EXERCISE GOAL:
Below is a listing. Write out exactly its lines between the one holding "the man carrying" and the one holding "the id badge.", inclusive.

RECORD EXCERPTS:
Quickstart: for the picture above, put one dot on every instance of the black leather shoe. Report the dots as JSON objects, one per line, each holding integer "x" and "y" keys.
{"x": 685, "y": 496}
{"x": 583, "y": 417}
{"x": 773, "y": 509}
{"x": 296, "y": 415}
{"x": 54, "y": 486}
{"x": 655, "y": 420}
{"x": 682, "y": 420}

---

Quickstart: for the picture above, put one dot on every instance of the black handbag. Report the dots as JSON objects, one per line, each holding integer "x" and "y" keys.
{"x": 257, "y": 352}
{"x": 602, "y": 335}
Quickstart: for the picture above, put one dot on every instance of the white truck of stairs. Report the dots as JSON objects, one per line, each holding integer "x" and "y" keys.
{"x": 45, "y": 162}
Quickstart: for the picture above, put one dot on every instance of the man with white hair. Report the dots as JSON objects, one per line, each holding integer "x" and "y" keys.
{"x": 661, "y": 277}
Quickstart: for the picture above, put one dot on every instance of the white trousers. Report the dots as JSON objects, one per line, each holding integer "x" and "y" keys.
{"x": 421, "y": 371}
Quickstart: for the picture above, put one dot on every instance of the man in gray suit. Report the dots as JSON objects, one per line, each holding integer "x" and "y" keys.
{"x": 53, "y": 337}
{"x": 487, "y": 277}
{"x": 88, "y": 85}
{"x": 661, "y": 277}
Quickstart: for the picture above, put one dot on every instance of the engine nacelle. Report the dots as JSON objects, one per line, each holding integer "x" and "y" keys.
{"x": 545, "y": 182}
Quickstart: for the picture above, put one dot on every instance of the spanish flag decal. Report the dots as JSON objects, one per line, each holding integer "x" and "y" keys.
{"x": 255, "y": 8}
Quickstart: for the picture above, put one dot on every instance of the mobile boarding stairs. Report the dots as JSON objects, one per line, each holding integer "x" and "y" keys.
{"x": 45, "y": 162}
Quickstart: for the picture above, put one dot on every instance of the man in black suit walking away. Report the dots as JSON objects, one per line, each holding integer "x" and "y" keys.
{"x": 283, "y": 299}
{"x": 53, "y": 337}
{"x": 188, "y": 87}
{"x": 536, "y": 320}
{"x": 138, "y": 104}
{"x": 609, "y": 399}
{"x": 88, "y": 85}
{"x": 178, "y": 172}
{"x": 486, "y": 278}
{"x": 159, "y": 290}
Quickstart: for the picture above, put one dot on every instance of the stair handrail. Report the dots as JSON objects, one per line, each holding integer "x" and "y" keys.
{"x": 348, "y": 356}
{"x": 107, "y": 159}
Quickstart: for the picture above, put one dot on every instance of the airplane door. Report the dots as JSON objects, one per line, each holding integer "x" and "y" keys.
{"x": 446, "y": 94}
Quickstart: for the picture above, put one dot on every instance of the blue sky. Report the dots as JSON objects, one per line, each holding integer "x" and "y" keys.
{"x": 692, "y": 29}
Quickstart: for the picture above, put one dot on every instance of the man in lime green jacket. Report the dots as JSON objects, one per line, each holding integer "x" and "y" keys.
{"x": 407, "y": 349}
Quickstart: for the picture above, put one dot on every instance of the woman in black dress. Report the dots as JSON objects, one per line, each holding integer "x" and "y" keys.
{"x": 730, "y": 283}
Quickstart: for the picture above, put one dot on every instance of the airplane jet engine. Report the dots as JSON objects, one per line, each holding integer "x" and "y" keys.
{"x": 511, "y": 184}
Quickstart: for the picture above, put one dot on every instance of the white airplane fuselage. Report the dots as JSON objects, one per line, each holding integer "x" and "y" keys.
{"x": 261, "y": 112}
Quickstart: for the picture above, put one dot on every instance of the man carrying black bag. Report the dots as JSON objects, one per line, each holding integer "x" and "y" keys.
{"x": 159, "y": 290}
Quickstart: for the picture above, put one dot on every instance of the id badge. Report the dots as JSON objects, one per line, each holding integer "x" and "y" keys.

RESULT:
Quickstart: for the picture above, put one dot on every instance of the man carrying black bag. Report the dots as JSON objects, one per line, each holding integer "x" and "y" keys.
{"x": 159, "y": 290}
Quickstart: for the picture above, put one dot on every instance of the id badge. Report the dots as JSON objects, one per line, each holding integer "x" and "y" keys.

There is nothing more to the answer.